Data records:

******************************

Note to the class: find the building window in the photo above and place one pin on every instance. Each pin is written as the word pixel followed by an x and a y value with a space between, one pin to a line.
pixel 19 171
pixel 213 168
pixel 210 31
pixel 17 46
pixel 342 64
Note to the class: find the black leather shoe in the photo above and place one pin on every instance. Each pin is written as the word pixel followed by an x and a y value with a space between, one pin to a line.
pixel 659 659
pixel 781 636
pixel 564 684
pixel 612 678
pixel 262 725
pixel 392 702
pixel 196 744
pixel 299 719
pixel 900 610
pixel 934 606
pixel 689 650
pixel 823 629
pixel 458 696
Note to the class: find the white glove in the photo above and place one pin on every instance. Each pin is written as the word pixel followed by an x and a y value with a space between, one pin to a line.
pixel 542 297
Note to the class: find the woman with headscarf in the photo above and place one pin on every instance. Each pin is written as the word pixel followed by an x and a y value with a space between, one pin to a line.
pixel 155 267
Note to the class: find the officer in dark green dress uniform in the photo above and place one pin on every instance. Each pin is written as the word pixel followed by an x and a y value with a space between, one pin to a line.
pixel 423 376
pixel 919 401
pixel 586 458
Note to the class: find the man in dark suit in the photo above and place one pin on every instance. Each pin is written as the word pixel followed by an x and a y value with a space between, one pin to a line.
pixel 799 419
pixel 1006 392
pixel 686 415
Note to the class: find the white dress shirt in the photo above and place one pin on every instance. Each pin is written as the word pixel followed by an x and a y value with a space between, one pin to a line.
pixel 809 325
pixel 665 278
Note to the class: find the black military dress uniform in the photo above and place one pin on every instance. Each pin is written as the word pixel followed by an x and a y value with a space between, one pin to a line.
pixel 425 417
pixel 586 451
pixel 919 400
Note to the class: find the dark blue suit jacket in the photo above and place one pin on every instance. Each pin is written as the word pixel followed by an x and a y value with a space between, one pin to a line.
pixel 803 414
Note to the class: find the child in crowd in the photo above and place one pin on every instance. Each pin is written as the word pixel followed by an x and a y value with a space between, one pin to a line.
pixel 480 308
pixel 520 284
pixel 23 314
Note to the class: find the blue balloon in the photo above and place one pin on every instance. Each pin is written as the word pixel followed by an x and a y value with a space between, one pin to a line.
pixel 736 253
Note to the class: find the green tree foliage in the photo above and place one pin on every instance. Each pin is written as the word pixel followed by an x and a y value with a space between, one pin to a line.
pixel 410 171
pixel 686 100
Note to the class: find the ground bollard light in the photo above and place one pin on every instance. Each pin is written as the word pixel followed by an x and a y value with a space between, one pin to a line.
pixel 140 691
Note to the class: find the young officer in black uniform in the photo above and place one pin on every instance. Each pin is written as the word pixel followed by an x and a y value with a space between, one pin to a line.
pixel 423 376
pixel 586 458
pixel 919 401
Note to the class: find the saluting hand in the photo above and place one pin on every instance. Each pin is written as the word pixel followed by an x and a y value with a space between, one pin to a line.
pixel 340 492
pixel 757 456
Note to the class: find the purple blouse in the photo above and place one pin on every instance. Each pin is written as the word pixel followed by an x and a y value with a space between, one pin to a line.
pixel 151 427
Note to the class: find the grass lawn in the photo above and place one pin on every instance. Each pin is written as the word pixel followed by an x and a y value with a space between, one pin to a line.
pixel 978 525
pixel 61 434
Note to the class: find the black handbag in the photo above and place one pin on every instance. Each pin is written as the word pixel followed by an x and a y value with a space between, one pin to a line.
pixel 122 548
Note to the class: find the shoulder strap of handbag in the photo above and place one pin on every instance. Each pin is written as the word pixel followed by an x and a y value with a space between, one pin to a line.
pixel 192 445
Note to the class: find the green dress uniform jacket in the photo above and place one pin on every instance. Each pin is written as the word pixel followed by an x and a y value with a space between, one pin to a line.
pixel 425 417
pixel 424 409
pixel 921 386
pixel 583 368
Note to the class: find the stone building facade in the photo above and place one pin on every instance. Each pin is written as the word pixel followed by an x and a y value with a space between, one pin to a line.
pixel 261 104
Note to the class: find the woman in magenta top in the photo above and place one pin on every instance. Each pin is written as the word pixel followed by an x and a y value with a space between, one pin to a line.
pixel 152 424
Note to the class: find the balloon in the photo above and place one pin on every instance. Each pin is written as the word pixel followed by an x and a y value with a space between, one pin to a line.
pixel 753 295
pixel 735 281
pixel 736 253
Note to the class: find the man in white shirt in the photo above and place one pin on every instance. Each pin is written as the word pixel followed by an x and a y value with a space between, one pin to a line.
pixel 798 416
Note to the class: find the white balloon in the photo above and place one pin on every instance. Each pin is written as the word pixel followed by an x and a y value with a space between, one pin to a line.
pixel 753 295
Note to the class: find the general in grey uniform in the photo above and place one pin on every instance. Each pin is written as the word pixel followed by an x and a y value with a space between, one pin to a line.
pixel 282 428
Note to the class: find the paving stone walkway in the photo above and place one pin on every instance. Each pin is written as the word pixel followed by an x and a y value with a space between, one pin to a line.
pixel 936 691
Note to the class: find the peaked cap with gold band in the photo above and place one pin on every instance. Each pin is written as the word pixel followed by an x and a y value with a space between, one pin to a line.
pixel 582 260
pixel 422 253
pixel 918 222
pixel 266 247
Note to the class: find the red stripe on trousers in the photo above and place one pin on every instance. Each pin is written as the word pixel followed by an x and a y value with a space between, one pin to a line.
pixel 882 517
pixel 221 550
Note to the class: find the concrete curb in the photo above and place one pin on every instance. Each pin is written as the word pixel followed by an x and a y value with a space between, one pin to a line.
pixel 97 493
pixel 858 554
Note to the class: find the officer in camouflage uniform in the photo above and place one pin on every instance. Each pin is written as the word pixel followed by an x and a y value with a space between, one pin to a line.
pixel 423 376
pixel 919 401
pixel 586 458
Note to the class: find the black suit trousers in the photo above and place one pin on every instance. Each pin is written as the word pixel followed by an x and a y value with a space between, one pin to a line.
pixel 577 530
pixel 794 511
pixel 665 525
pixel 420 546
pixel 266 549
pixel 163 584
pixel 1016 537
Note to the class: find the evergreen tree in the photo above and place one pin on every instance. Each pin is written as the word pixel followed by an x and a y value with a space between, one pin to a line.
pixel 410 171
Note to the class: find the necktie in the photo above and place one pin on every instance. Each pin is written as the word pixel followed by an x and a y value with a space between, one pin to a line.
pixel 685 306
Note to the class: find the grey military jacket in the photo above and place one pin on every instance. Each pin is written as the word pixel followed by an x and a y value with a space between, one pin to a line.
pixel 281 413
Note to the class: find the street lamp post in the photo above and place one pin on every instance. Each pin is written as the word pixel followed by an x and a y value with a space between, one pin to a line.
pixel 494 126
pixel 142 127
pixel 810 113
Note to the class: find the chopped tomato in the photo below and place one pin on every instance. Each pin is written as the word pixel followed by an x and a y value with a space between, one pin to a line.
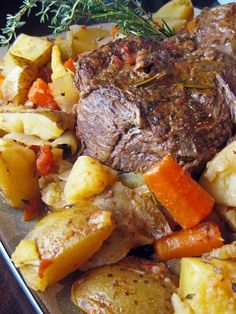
pixel 44 264
pixel 69 64
pixel 40 94
pixel 45 163
pixel 118 62
pixel 34 207
pixel 130 59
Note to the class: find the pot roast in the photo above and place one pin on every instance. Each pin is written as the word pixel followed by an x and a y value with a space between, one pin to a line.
pixel 141 99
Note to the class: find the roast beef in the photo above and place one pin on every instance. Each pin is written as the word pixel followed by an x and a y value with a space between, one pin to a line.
pixel 141 99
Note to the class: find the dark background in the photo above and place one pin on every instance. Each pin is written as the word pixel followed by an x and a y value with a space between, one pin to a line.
pixel 12 299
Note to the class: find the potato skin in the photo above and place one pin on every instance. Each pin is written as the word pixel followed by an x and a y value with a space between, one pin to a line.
pixel 131 286
pixel 18 179
pixel 65 239
pixel 88 178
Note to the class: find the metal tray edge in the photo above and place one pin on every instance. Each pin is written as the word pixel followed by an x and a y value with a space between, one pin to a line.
pixel 29 294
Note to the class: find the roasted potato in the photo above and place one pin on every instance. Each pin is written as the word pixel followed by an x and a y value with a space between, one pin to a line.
pixel 20 66
pixel 219 178
pixel 131 286
pixel 16 84
pixel 208 285
pixel 46 124
pixel 85 39
pixel 228 214
pixel 36 50
pixel 60 243
pixel 62 86
pixel 227 251
pixel 138 220
pixel 176 13
pixel 88 178
pixel 18 179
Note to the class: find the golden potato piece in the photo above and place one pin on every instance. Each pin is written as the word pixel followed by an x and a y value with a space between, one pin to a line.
pixel 16 85
pixel 85 39
pixel 88 177
pixel 179 9
pixel 227 251
pixel 131 286
pixel 62 87
pixel 18 181
pixel 208 285
pixel 36 50
pixel 45 124
pixel 65 240
pixel 219 178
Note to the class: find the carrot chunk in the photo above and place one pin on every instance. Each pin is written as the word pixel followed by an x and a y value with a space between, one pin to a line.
pixel 184 198
pixel 40 94
pixel 33 208
pixel 69 64
pixel 192 242
pixel 44 162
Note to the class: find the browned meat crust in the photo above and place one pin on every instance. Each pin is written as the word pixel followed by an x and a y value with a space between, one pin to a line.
pixel 131 128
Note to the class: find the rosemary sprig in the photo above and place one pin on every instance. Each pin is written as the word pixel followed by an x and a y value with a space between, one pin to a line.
pixel 128 14
pixel 158 76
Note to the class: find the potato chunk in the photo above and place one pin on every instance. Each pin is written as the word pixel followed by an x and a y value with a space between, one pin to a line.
pixel 45 124
pixel 88 177
pixel 62 88
pixel 130 286
pixel 33 49
pixel 65 240
pixel 219 178
pixel 208 285
pixel 18 182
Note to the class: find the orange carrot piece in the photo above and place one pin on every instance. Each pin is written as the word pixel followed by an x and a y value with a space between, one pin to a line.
pixel 192 242
pixel 44 162
pixel 40 94
pixel 191 26
pixel 33 208
pixel 44 264
pixel 184 198
pixel 69 64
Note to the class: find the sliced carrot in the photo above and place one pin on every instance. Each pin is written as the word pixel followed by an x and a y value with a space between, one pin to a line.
pixel 183 197
pixel 69 64
pixel 34 207
pixel 40 94
pixel 44 264
pixel 192 242
pixel 44 162
pixel 114 30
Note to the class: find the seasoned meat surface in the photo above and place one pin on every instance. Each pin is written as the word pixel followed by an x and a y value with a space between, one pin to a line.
pixel 141 99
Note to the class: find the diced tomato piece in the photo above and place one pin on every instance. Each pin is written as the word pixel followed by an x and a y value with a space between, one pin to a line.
pixel 118 62
pixel 69 64
pixel 40 94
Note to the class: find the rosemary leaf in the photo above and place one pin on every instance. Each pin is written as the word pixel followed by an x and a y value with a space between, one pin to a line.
pixel 134 20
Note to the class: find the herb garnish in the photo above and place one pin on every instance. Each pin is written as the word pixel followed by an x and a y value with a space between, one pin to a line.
pixel 155 77
pixel 134 20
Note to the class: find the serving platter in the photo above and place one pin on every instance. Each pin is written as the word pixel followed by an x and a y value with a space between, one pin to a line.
pixel 56 299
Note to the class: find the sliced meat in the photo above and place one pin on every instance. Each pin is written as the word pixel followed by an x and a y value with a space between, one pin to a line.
pixel 183 109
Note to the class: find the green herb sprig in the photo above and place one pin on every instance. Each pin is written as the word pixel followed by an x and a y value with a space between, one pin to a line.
pixel 127 14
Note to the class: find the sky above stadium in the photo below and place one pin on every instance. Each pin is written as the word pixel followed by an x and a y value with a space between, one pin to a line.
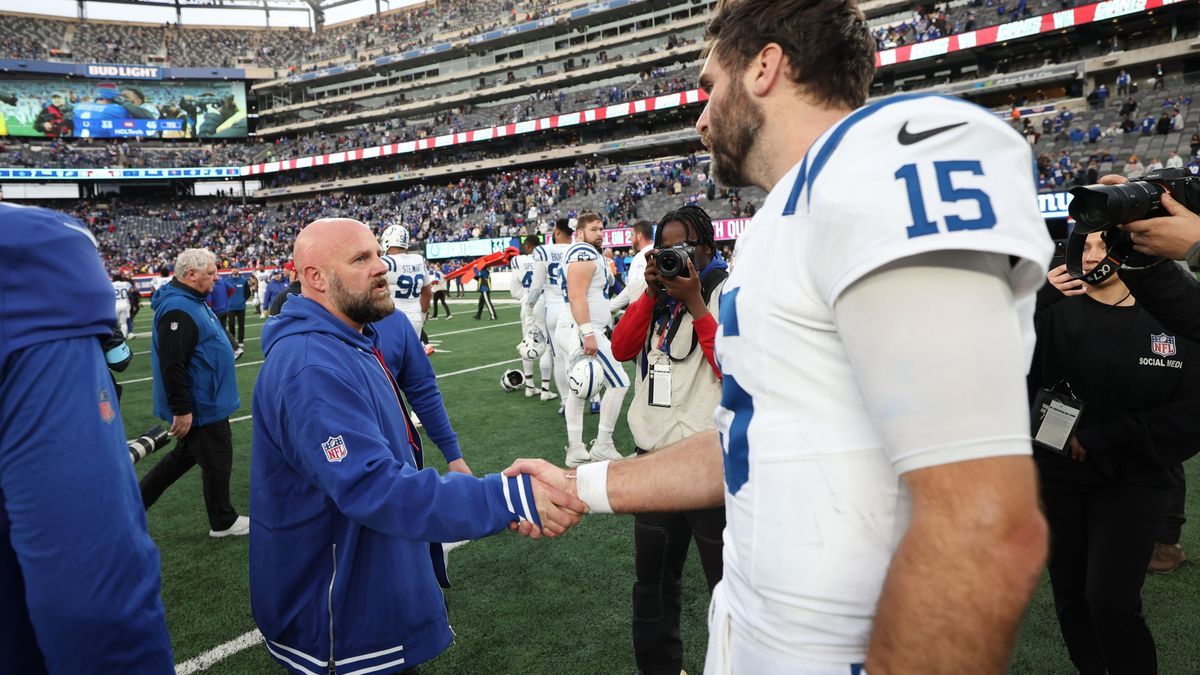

******************************

■ Exercise task: Starting with the line containing "Note to the class: find the green dress" and going on through the line containing "pixel 266 247", repeat those lines with "balloon" swapped for "kite" and everything else unchanged.

■ Output of the exercise:
Note to the class: find the green dress uniform jacket in the photo above and place one pin on every instance. Each pin is written as the word pixel followed by an x and a y value with a space between, one pin to a line.
pixel 425 417
pixel 424 409
pixel 921 386
pixel 583 368
Note to the class: find the stone building facade in the photo above and place one pin on every instance. Each pin is written as the word pixel followed by an x and a y value with a space between, one pin to a line.
pixel 261 104
Note to the class: find the woman in magenta top in the photo above and place one pin on every instance. Each pin is written as the word pixel followed by an x and a y value with a space between, one pin to a line.
pixel 152 424
Note to the class: find the kite in the photo above and place one pin on every instance. Each pin is written as the word pixel followed by an x and a y value with a space between, one pin to a line.
pixel 753 295
pixel 735 281
pixel 736 253
Note to the class: find the man in white shirt in the photo above and place one pin on every instance. Each pin is written as the word pixel followed by an x and a y value with a space between, one pin to a line.
pixel 798 416
Note to the class: find the white kite in the photo above and place one pin on every instance. Each pin is written as the word pixel followed by an x and a y value with a space between, one pin to a line.
pixel 753 295
Note to the class: find the general in grey uniform in the photo above and place one pin on every instance. Each pin is written as the word pixel followed by an x and a y value with a space between, one pin to a line.
pixel 282 428
Note to the class: find the paving stone walkway in the photo above and place one pin on every instance. Each pin is written as the word pixel followed by an x and a y value with a space between, one pin to a line.
pixel 936 691
Note to the class: find the peaked cap with gold band in the photo above and place one pin on every instance. Each pin is written as the word pixel followed by an x and a y value with a space between, one pin to a line.
pixel 582 260
pixel 422 253
pixel 918 222
pixel 266 247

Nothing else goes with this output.